#### DIRECTIONS
1 – Summarize the passage on bias in academic research in two sentences.
2 – Reproduce word for word the stretch of the passage on bias in academic research from "The study’s author" through "were ideologically aligned).".

#### EXTRACT TO READ
___

The study’s author is careful to note this doesn’t prove bias corrupts research conclusions. Maybe, he allows, sustained inquiry into social phenomena just happens to produce left-coded results. That’s a generous interpretation at best and feels like something you have to say when you publish this type of research. But actual findings in the paper are less charitable: separate controlled experiments cited in the literature showed that, as brief examples, pro-immigration research teams estimated more positive effects of immigration on public programs, and historians rated abstracts higher when they aligned with the reviewer’s own ideology. So bias can bleed into answers, and into who gets published (this also explains why some pranksters were easily able to get multiple fake papers published, merely because they were ideologically aligned).
One other thing I want to point out is there’s a massive replication crisis in the social sciences, and while that itself might not always be due to one political ideology or another, the vast majority of the people responsible are in fact left-leaning. Many findings don’t replicate (often fewer than half) and effects frequently shrink or disappear. Add incentives like p-hacking and a bias toward positive results, plus ideological homogeneity, and you get a literature that looks settled but isn’t. This would not occur as often if there were more people to provide an adversarial perspective, something good science requires. And if you can’t be in the room with people who disagree with you, I’m not sure if you’re really cut out for this type of work.
Someone asked me the other day why I care about what’s going on in universities and about them remaining neutral. It’s kind of a nihilistic question because we all should care. But I’ll answer here again: it’s important academia gets things right, because the implications extend far beyond campus walls. Research informs public policy, shapes medical guidelines, and drives decisions in business and economics. When the underlying findings are fragile or skewed, the downstream effects show up in real lives, real costs, and real tradeoffs. Our institutions should strive to be politically neutral arenas for inquiry, where conclusions are earned through evidence and not aligned in advance with ideology. Scientific results should be durable, replicable, and open to challenge, not purely persuasive in the moment or convenient to prevailing views. If we lose that standard we undermine the quality of the decisions built on top of it.

___

#### ENTRIES SHOWN
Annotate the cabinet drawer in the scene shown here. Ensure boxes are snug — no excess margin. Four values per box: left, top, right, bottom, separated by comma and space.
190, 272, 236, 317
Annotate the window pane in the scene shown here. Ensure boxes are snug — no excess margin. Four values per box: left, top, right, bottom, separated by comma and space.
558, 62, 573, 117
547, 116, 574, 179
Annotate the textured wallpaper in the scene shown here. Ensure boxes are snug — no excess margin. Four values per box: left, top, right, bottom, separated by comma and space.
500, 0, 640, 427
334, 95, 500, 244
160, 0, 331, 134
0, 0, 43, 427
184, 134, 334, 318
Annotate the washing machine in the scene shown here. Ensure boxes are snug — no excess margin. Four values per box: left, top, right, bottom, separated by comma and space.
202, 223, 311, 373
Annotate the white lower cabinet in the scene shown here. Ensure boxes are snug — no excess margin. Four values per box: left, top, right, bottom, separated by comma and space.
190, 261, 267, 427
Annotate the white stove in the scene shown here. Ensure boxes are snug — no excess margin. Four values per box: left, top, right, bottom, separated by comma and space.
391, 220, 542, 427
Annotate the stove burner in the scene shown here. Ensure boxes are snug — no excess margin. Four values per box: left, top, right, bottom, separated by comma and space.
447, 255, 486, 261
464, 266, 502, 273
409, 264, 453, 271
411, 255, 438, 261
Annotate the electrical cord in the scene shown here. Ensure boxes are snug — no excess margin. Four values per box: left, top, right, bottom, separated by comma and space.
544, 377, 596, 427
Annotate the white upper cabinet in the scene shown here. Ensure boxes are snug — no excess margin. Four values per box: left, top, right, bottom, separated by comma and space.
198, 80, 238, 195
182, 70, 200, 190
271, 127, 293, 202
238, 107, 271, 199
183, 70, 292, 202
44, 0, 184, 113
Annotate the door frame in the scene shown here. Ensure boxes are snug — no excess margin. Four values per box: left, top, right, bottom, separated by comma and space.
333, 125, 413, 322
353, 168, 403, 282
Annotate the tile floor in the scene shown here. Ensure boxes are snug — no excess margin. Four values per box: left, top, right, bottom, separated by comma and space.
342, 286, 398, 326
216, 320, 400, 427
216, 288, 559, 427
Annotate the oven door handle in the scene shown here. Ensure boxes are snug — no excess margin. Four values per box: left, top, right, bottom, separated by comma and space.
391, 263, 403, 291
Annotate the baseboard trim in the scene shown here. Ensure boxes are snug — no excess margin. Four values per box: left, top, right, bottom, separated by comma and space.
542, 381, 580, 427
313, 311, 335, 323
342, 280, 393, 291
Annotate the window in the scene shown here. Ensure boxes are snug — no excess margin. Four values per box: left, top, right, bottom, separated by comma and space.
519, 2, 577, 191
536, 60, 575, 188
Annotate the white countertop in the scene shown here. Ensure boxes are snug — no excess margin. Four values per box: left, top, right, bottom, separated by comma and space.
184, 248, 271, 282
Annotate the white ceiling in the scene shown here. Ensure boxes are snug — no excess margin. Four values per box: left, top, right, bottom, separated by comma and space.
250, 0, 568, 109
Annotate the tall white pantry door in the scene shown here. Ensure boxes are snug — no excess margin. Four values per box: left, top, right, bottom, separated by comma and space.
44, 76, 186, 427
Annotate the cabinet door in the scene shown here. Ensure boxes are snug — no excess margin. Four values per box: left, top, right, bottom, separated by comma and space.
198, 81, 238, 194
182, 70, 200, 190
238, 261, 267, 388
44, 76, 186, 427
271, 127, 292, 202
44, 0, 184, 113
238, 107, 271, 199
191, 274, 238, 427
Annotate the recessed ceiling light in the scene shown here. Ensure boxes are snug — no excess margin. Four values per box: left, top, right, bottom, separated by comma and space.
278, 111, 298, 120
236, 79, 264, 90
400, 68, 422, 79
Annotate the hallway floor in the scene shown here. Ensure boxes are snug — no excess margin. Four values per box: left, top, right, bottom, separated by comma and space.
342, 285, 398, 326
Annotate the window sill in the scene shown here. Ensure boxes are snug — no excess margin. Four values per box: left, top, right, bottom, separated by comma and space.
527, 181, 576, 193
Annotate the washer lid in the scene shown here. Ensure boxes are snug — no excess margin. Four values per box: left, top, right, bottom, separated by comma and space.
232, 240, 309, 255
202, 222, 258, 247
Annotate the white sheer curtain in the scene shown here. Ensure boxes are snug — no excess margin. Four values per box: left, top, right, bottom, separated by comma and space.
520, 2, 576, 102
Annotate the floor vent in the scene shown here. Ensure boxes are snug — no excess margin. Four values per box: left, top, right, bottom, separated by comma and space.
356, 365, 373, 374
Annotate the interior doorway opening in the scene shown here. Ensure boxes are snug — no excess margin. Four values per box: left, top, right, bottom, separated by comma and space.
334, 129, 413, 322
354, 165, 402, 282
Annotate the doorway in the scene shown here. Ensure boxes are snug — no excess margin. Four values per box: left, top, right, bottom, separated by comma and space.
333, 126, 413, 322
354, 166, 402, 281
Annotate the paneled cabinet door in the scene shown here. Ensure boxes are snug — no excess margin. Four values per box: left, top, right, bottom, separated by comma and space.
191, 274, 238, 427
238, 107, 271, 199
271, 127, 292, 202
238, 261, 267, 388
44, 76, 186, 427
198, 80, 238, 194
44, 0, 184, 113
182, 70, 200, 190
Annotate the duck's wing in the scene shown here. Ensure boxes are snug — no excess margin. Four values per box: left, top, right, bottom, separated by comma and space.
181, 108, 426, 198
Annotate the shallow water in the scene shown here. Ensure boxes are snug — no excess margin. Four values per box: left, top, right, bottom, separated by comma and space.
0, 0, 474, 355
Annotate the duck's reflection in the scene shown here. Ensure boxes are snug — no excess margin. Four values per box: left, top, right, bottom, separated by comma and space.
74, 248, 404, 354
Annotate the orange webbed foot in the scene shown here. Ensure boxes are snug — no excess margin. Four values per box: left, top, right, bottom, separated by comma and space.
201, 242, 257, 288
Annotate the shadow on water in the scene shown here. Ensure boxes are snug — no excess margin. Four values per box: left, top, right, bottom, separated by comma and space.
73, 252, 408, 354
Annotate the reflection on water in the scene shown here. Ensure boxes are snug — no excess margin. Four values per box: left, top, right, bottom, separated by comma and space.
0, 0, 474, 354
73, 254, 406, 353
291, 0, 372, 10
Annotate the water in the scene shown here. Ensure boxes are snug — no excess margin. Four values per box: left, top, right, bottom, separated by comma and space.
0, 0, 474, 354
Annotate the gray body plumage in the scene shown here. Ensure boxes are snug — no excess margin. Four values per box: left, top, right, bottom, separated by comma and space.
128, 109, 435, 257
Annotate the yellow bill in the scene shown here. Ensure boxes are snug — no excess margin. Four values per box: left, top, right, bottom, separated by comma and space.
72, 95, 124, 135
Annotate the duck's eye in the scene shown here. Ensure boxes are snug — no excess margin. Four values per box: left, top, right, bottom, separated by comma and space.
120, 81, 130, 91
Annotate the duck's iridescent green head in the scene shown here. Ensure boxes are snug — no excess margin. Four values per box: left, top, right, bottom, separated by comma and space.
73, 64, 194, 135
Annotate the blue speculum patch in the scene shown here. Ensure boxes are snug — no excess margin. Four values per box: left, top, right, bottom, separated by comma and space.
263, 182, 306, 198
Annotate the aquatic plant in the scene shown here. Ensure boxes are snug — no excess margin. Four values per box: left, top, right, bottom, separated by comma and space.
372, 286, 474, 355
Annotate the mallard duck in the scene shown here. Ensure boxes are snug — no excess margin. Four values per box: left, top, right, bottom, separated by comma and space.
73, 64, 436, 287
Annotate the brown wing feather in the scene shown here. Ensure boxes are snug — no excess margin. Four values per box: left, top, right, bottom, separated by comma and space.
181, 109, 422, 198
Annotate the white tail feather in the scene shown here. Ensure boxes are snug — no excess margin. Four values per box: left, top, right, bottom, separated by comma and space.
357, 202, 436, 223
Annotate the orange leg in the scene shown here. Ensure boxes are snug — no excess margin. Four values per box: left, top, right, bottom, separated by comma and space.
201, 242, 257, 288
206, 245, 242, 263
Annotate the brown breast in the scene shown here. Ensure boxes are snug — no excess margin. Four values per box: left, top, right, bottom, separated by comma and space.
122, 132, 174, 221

___

#### ANSWERS TO THE PROBLEMS
1 – The passage argues that ideological bias can affect both research conclusions and what gets published, citing experiments in which research teams' and reviewers' views shaped their judgments, and it ties the social sciences' replication crisis to incentives, positive-result bias, and ideological homogeneity. It holds that universities should remain politically neutral because research informs public policy, medical guidelines, and business decisions, so fragile or skewed findings produce real costs.

2 –
The study’s author is careful to note this doesn’t prove bias corrupts research conclusions. Maybe, he allows, sustained inquiry into social phenomena just happens to produce left-coded results. That’s a generous interpretation at best and feels like something you have to say when you publish this type of research. But actual findings in the paper are less charitable: separate controlled experiments cited in the literature showed that, as brief examples, pro-immigration research teams estimated more positive effects of immigration on public programs, and historians rated abstracts higher when they aligned with the reviewer’s own ideology. So bias can bleed into answers, and into who gets published (this also explains why some pranksters were easily able to get multiple fake papers published, merely because they were ideologically aligned).